━━ Information supplied ━━
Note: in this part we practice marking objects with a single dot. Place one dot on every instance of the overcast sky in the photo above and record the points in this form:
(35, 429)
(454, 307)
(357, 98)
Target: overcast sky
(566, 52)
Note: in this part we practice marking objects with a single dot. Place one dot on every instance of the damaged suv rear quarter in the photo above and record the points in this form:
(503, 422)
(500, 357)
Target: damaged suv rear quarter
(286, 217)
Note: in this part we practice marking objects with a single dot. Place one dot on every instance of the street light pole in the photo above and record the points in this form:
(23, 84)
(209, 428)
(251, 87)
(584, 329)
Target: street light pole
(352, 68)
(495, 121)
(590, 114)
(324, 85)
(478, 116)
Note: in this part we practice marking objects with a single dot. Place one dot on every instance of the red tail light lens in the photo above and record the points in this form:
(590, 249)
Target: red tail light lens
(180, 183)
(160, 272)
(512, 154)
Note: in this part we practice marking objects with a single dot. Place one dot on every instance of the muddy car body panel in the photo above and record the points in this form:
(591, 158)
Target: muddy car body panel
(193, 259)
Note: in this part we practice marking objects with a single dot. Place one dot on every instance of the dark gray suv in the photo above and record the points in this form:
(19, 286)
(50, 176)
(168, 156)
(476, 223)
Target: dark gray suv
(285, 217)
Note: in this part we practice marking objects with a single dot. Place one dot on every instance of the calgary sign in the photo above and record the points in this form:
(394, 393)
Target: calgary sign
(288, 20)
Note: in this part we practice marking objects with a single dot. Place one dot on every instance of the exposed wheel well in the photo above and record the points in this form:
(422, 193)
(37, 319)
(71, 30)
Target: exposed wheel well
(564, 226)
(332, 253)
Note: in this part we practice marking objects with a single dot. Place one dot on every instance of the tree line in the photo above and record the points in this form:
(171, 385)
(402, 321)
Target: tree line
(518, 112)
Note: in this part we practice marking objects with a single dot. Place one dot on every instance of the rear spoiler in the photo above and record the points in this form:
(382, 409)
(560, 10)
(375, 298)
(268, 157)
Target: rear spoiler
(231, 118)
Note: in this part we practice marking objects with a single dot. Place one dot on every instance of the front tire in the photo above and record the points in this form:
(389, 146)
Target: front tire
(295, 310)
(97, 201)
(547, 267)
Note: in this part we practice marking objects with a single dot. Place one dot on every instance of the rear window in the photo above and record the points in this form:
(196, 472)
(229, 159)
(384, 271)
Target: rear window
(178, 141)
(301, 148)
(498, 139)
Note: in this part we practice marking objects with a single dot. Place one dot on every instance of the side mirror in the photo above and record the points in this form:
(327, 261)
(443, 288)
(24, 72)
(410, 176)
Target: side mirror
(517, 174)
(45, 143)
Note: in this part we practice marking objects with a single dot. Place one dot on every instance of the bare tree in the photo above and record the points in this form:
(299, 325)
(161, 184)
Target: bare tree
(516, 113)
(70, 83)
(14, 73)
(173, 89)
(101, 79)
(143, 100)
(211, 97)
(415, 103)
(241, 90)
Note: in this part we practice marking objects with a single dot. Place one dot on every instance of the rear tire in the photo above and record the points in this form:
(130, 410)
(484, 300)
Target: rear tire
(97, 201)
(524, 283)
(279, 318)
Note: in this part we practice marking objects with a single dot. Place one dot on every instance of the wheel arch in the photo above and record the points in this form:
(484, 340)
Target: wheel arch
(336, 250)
━━━
Your reply must repeat the entries above exactly and in full.

Note: in this part we practice marking objects with a single dot. Place one dot on every instance of the overcast sky in the photo above and record the points in this form:
(35, 429)
(454, 307)
(357, 98)
Target: overcast sky
(566, 52)
Note: in this part we practice marking objects with a single dot. Place one dot on every instance of the damaged suv rear quarter in the photo above and record the points in this form:
(503, 422)
(500, 357)
Target: damaged suv rear quarter
(286, 217)
Note: in this part we practice marking objects with a single dot. Place one dot on every instance of the street light pole in the photo above and record the points in this form:
(23, 84)
(209, 428)
(251, 87)
(584, 329)
Target: street light pole
(352, 68)
(495, 121)
(590, 114)
(324, 85)
(478, 116)
Note: in this part we practice marking objects with a single dot. Place one dot on every instance of the red tail light lens in the photo above and record the points in this form:
(590, 249)
Target: red tail light lens
(180, 183)
(160, 272)
(512, 154)
Note: in this part we practice marking objects with a single dot. Place one dot on every instance of the muddy car body panel in the photo above and record the points in this form:
(591, 158)
Target: muddy car body panel
(193, 259)
Note: in this part we practice marking objects with a single dot. Place one dot on every instance of the dark gray suv in the photo above and record the points in this form:
(19, 286)
(50, 176)
(168, 156)
(476, 223)
Target: dark gray suv
(285, 217)
Note: in this part we practice marking objects with a single dot. Place one dot on every instance of the calgary sign in the photo above and record the points in this form:
(394, 393)
Target: calgary sign
(288, 20)
Note: in this part we practice marking objects with a single dot. Place one dot on every instance of the exposed wheel well in the photo above and record the points in this form:
(422, 193)
(37, 319)
(71, 30)
Target: exposed wheel well
(564, 226)
(332, 253)
Note: in this part we practice marking objects with a single dot. Place one dot on every instance of the tree line in the photo above and record the points in this form:
(171, 385)
(402, 321)
Target: tree line
(518, 112)
Note: in this part we practice marking objects with a single dot. Place one dot on every instance of the rear spoiler in the photo above and record the points in this form:
(382, 409)
(560, 10)
(375, 298)
(268, 157)
Target: rear spoiler
(231, 118)
Note: in this part we practice marking objects with a single dot. Place one dot on every instance of the front tire in the photo above and record the points in this form:
(389, 146)
Target: front tire
(295, 310)
(97, 201)
(547, 267)
Note: in this part we practice marking objects with a single dot. Place one dot on every instance of the rear window in the photo above and record the points in this form:
(196, 472)
(229, 159)
(384, 271)
Target: rear window
(178, 141)
(301, 148)
(498, 139)
Note: in this part we practice marking objects with a single dot. Place one dot on every instance of the side mirror in the photo above and record the points in this form:
(327, 261)
(443, 288)
(24, 72)
(410, 176)
Target: side mirror
(517, 174)
(45, 143)
Note: in this part we practice marking objects with a single dot. Place one dot on every instance of the bare tree in the photo above and record the points in this form:
(299, 325)
(161, 184)
Target: bare tree
(516, 113)
(70, 83)
(14, 73)
(173, 89)
(101, 79)
(143, 100)
(211, 97)
(415, 103)
(241, 90)
Note: in this part we practice marking objects with a single dot. Place one dot on every instance of the rear tire in the photo above and record the points in this form:
(130, 410)
(484, 300)
Target: rear tire
(97, 201)
(524, 283)
(279, 318)
Note: in this part we practice marking objects with a single dot. Place one dot on every instance of the wheel arch in the photo above and record the points in this form:
(484, 340)
Target: wheel arch
(336, 250)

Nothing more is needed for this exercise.